THE TASK:
Please copy the records exactly as they appear, with all pictures left out.

# # #

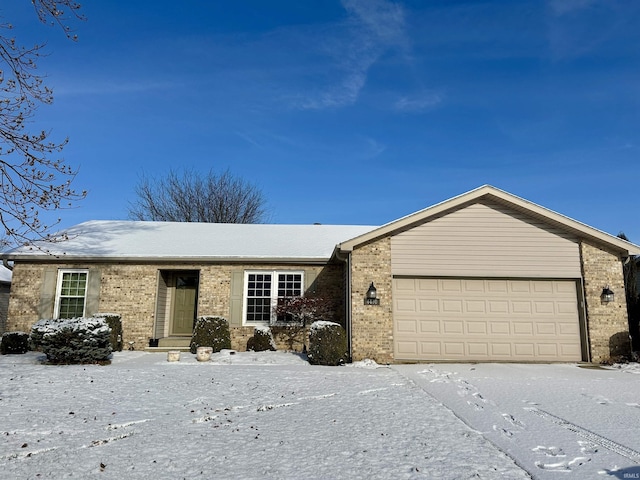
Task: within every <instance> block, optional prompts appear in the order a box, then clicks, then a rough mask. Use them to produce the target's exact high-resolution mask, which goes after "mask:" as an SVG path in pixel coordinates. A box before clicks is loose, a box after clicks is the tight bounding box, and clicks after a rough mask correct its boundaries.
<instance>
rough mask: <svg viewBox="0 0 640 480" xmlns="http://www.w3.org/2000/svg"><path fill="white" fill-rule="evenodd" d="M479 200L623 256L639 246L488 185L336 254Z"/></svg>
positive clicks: (387, 223) (424, 211) (527, 200)
mask: <svg viewBox="0 0 640 480" xmlns="http://www.w3.org/2000/svg"><path fill="white" fill-rule="evenodd" d="M482 198H489V199H493V200H497V201H499V202H501V203H505V204H507V205H510V206H512V207H515V208H518V209H520V210H524V211H526V212H528V213H529V214H531V215H533V216H536V217H539V218H542V219H543V220H544V221H547V222H549V223H551V224H555V225H557V226H559V227H560V228H562V229H564V230H566V231H569V232H571V233H573V234H575V235H576V236H578V237H582V238H589V239H592V240H594V241H596V242H598V243H601V244H604V245H607V246H609V247H610V248H612V249H614V250H617V251H620V252H621V253H623V254H624V256H629V255H639V254H640V246H638V245H635V244H633V243H631V242H627V241H626V240H622V239H621V238H618V237H616V236H614V235H610V234H608V233H606V232H603V231H601V230H598V229H596V228H593V227H590V226H588V225H586V224H584V223H581V222H578V221H577V220H573V219H572V218H569V217H567V216H565V215H562V214H559V213H557V212H554V211H553V210H549V209H548V208H545V207H542V206H540V205H537V204H535V203H533V202H530V201H528V200H525V199H523V198H520V197H518V196H516V195H512V194H511V193H508V192H505V191H504V190H500V189H499V188H496V187H493V186H491V185H483V186H481V187H479V188H476V189H474V190H471V191H469V192H467V193H463V194H462V195H458V196H457V197H453V198H450V199H449V200H445V201H444V202H440V203H438V204H436V205H433V206H431V207H428V208H425V209H423V210H420V211H418V212H415V213H412V214H410V215H407V216H405V217H402V218H400V219H398V220H394V221H393V222H390V223H387V224H385V225H382V226H381V227H379V228H377V229H375V230H371V231H369V232H365V233H364V234H362V235H360V236H357V237H354V238H352V239H350V240H347V241H345V242H342V243H340V244H339V245H338V246H337V249H338V251H339V252H340V253H348V252H351V251H352V250H353V249H354V247H356V246H358V245H361V244H363V243H366V242H369V241H371V240H375V239H377V238H381V237H385V236H389V235H393V234H394V233H395V232H397V231H400V230H403V229H407V228H410V227H411V226H413V225H418V224H421V223H425V222H427V221H429V219H431V218H433V217H435V216H437V215H440V214H442V213H445V212H447V211H450V210H455V209H457V208H460V207H462V206H463V205H465V204H469V203H473V202H475V201H478V200H480V199H482Z"/></svg>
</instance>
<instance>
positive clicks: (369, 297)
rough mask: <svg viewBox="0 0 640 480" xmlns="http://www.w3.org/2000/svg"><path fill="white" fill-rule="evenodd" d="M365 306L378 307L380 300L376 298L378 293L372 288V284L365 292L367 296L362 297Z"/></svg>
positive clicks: (376, 290)
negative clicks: (370, 305) (373, 306)
mask: <svg viewBox="0 0 640 480" xmlns="http://www.w3.org/2000/svg"><path fill="white" fill-rule="evenodd" d="M364 304H365V305H380V299H379V298H378V291H377V290H376V287H374V285H373V282H371V285H369V290H367V294H366V295H365V297H364Z"/></svg>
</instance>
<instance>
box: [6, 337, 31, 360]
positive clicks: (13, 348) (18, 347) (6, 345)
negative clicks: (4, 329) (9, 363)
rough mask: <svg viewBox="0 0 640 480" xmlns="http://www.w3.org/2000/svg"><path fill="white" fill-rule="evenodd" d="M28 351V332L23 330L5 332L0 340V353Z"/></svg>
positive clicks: (18, 352) (13, 352)
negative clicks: (10, 331)
mask: <svg viewBox="0 0 640 480" xmlns="http://www.w3.org/2000/svg"><path fill="white" fill-rule="evenodd" d="M28 351H29V334H28V333H25V332H5V333H3V334H2V340H0V354H2V355H7V354H10V353H27V352H28Z"/></svg>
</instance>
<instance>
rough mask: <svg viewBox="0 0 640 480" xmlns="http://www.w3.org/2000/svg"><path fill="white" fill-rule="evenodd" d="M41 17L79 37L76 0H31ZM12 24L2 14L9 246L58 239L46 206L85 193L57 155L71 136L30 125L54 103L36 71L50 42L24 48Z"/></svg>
mask: <svg viewBox="0 0 640 480" xmlns="http://www.w3.org/2000/svg"><path fill="white" fill-rule="evenodd" d="M32 4H33V6H34V8H35V11H36V14H37V16H38V19H39V20H40V21H41V22H43V23H45V24H52V25H57V26H60V27H61V28H62V29H63V30H64V32H65V35H66V36H67V37H68V38H69V39H71V40H75V39H76V36H75V35H73V34H72V31H71V29H70V27H69V26H67V25H66V22H67V20H68V19H69V17H75V18H78V19H82V18H83V17H82V16H81V15H80V13H79V9H80V5H79V4H78V3H76V2H74V1H73V0H32ZM12 30H13V26H12V25H11V24H9V23H6V22H4V20H3V19H1V18H0V224H1V226H2V229H3V230H4V231H3V233H4V238H3V239H2V240H1V241H2V242H3V244H4V245H0V246H6V245H7V244H24V243H31V242H33V240H43V239H44V240H49V241H55V240H56V238H55V237H54V236H52V235H51V234H50V233H49V232H50V230H51V227H52V226H53V225H55V224H56V223H58V222H59V219H58V221H54V222H53V223H52V224H45V223H43V222H42V221H41V219H40V214H41V213H42V212H44V211H53V210H58V209H60V208H65V207H69V206H71V204H72V202H73V201H75V200H79V199H81V198H83V197H84V196H85V195H86V192H81V193H78V192H76V191H75V190H73V189H72V188H71V181H72V180H73V179H74V177H75V174H76V171H75V170H73V169H72V168H71V167H70V166H68V165H67V164H65V163H64V161H63V160H61V159H58V158H52V157H55V156H56V155H57V154H59V153H60V151H61V150H62V149H63V148H64V146H65V145H66V144H67V141H68V139H65V140H63V141H61V142H55V141H52V140H51V139H50V132H48V131H44V130H42V131H39V132H33V131H29V130H28V129H27V124H28V123H29V119H31V118H32V117H33V116H34V114H35V111H36V109H37V107H38V106H39V105H40V104H45V105H49V104H51V103H52V102H53V91H52V90H51V89H50V88H48V87H47V86H46V85H45V84H44V82H43V76H42V75H40V74H38V73H37V72H36V69H37V65H36V61H37V60H38V59H39V58H42V57H43V56H44V55H45V53H44V51H43V48H44V47H45V44H44V43H42V44H37V45H34V46H32V47H24V46H22V45H20V44H19V43H18V42H16V39H15V38H14V37H13V36H11V33H12V32H11V31H12Z"/></svg>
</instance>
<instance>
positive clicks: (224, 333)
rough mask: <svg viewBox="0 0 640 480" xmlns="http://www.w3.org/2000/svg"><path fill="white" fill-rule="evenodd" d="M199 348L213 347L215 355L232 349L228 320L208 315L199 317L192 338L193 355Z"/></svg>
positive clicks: (194, 328) (191, 349)
mask: <svg viewBox="0 0 640 480" xmlns="http://www.w3.org/2000/svg"><path fill="white" fill-rule="evenodd" d="M198 347H211V348H213V351H214V353H215V352H219V351H220V350H222V349H225V348H227V349H229V348H231V333H230V332H229V322H227V319H226V318H223V317H215V316H208V315H205V316H202V317H198V319H197V320H196V325H195V327H194V328H193V336H192V337H191V346H190V350H191V353H196V351H197V350H198Z"/></svg>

# # #

ANSWER FOR THE TASK:
Task: within every <instance> block, optional prompts appear in the order a box, then clicks, then a rough mask. Use them to produce the target's exact high-resolution mask, which goes after "mask:" as an SVG path in pixel coordinates. A box before clicks is loose, a box after clicks is the tight bounding box, and clicks after a rough mask correct its boundaries.
<instance>
rough mask: <svg viewBox="0 0 640 480" xmlns="http://www.w3.org/2000/svg"><path fill="white" fill-rule="evenodd" d="M479 200L623 256L639 246L488 185L336 254Z"/></svg>
positive clicks: (387, 223) (424, 211) (527, 200)
mask: <svg viewBox="0 0 640 480" xmlns="http://www.w3.org/2000/svg"><path fill="white" fill-rule="evenodd" d="M482 198H489V199H493V200H497V201H499V202H501V203H505V204H507V205H510V206H512V207H515V208H518V209H520V210H524V211H526V212H528V213H529V214H531V215H533V216H536V217H539V218H542V219H543V220H544V221H547V222H549V223H551V224H555V225H557V226H559V227H560V228H562V229H564V230H566V231H569V232H571V233H573V234H575V235H576V236H578V237H582V238H589V239H592V240H594V241H596V242H598V243H601V244H604V245H607V246H609V247H610V248H612V249H614V250H617V251H620V252H621V253H623V254H624V256H629V255H639V254H640V246H638V245H635V244H633V243H631V242H627V241H626V240H622V239H621V238H618V237H616V236H614V235H610V234H608V233H606V232H603V231H601V230H598V229H596V228H593V227H590V226H588V225H586V224H584V223H581V222H578V221H577V220H573V219H572V218H569V217H567V216H565V215H562V214H559V213H557V212H554V211H553V210H549V209H548V208H545V207H542V206H540V205H537V204H535V203H533V202H530V201H528V200H525V199H523V198H520V197H518V196H516V195H512V194H511V193H508V192H505V191H504V190H500V189H499V188H496V187H493V186H491V185H483V186H481V187H479V188H476V189H474V190H471V191H469V192H467V193H463V194H462V195H458V196H457V197H453V198H450V199H449V200H445V201H444V202H440V203H438V204H436V205H433V206H431V207H428V208H425V209H423V210H420V211H418V212H415V213H412V214H410V215H407V216H405V217H402V218H400V219H398V220H394V221H393V222H390V223H387V224H385V225H382V226H381V227H379V228H377V229H375V230H371V231H369V232H365V233H364V234H362V235H360V236H357V237H354V238H352V239H350V240H347V241H345V242H342V243H340V244H339V245H338V246H337V249H338V251H339V252H340V253H348V252H351V251H352V250H353V249H354V247H356V246H358V245H361V244H363V243H366V242H369V241H371V240H375V239H377V238H381V237H385V236H389V235H393V234H394V233H395V232H397V231H400V230H403V229H407V228H410V227H411V226H413V225H418V224H421V223H425V222H427V221H429V219H431V218H433V217H435V216H437V215H440V214H442V213H445V212H447V211H450V210H455V209H457V208H460V207H462V206H463V205H465V204H469V203H473V202H475V201H478V200H480V199H482Z"/></svg>
</instance>
<instance>
positive clicks: (369, 297)
rough mask: <svg viewBox="0 0 640 480" xmlns="http://www.w3.org/2000/svg"><path fill="white" fill-rule="evenodd" d="M365 306L378 307L380 300L376 298L378 293L372 288V284L365 292L367 296L362 297Z"/></svg>
positive clicks: (376, 290)
negative clicks: (370, 305) (373, 306)
mask: <svg viewBox="0 0 640 480" xmlns="http://www.w3.org/2000/svg"><path fill="white" fill-rule="evenodd" d="M364 304H365V305H380V299H379V298H378V291H377V290H376V287H374V285H373V282H371V285H369V290H367V294H366V295H365V297H364Z"/></svg>
</instance>
<instance>
box: [6, 337, 31, 360]
positive clicks: (13, 348) (18, 347) (6, 345)
negative clicks: (4, 329) (9, 363)
rough mask: <svg viewBox="0 0 640 480" xmlns="http://www.w3.org/2000/svg"><path fill="white" fill-rule="evenodd" d="M28 351V332L23 330L5 332L0 340V353Z"/></svg>
positive clicks: (18, 352) (13, 352)
negative clicks: (10, 331)
mask: <svg viewBox="0 0 640 480" xmlns="http://www.w3.org/2000/svg"><path fill="white" fill-rule="evenodd" d="M28 351H29V334H28V333H25V332H5V333H3V334H2V340H0V354H2V355H7V354H10V353H27V352H28Z"/></svg>
</instance>
<instance>
rough mask: <svg viewBox="0 0 640 480" xmlns="http://www.w3.org/2000/svg"><path fill="white" fill-rule="evenodd" d="M41 17L79 37L76 0H31ZM12 24L2 14L9 246L58 239L46 206L85 193L57 155L71 136L30 125L54 103L36 71L50 42L24 48Z"/></svg>
mask: <svg viewBox="0 0 640 480" xmlns="http://www.w3.org/2000/svg"><path fill="white" fill-rule="evenodd" d="M32 4H33V6H34V8H35V11H36V14H37V16H38V19H39V20H40V21H41V22H43V23H45V24H52V25H57V26H60V27H61V28H62V29H63V30H64V32H65V35H66V36H67V37H68V38H69V39H71V40H75V39H76V36H75V35H73V34H72V31H71V29H70V27H69V26H67V25H66V22H67V20H68V19H69V17H75V18H78V19H82V18H83V17H82V16H81V15H80V13H79V9H80V5H79V4H78V3H76V2H74V1H73V0H32ZM12 30H13V26H12V25H11V24H9V23H6V22H4V20H3V19H1V18H0V224H1V226H2V229H3V230H4V231H3V233H4V238H3V239H2V240H1V241H2V242H3V244H4V245H0V246H6V245H7V244H24V243H31V242H33V240H43V239H44V240H49V241H55V240H56V238H55V237H54V236H52V235H51V234H50V233H49V232H50V230H51V227H52V226H53V225H55V224H56V223H58V222H59V219H58V221H54V222H53V223H52V224H45V223H43V222H42V221H41V219H40V214H41V213H42V212H44V211H53V210H58V209H60V208H65V207H69V206H71V204H72V202H73V201H75V200H79V199H81V198H83V197H84V196H85V195H86V192H81V193H78V192H76V191H75V190H73V189H72V188H71V181H72V180H73V179H74V177H75V174H76V171H75V170H73V169H72V168H71V167H70V166H68V165H67V164H65V163H64V161H63V160H61V159H58V158H52V157H55V156H56V155H57V154H59V153H60V151H61V150H62V149H63V148H64V146H65V145H66V144H67V141H68V139H65V140H63V141H61V142H55V141H52V140H51V139H50V132H48V131H44V130H42V131H39V132H33V131H29V130H28V129H27V124H28V123H29V119H31V118H32V117H33V116H34V114H35V111H36V109H37V107H38V106H39V105H40V104H45V105H49V104H51V103H52V102H53V91H52V90H51V89H50V88H48V87H47V86H46V85H45V84H44V82H43V76H42V75H40V74H38V73H37V72H36V69H37V65H36V61H37V60H38V59H39V58H42V57H43V56H44V55H45V53H44V51H43V48H44V47H45V44H44V43H42V44H37V45H34V46H32V47H24V46H22V45H20V44H19V43H18V42H16V39H15V38H14V37H13V36H11V33H12V32H11V31H12Z"/></svg>
</instance>
<instance>
positive clicks: (224, 333)
rough mask: <svg viewBox="0 0 640 480" xmlns="http://www.w3.org/2000/svg"><path fill="white" fill-rule="evenodd" d="M199 348L213 347L215 355L232 349L228 320L208 315L199 317L192 338L193 355Z"/></svg>
positive clicks: (194, 328) (191, 349)
mask: <svg viewBox="0 0 640 480" xmlns="http://www.w3.org/2000/svg"><path fill="white" fill-rule="evenodd" d="M198 347H211V348H213V351H214V353H215V352H219V351H220V350H222V349H225V348H227V349H229V348H231V333H230V332H229V322H227V319H226V318H223V317H215V316H208V315H205V316H202V317H198V319H197V320H196V325H195V327H194V328H193V336H192V337H191V346H190V350H191V353H196V351H197V350H198Z"/></svg>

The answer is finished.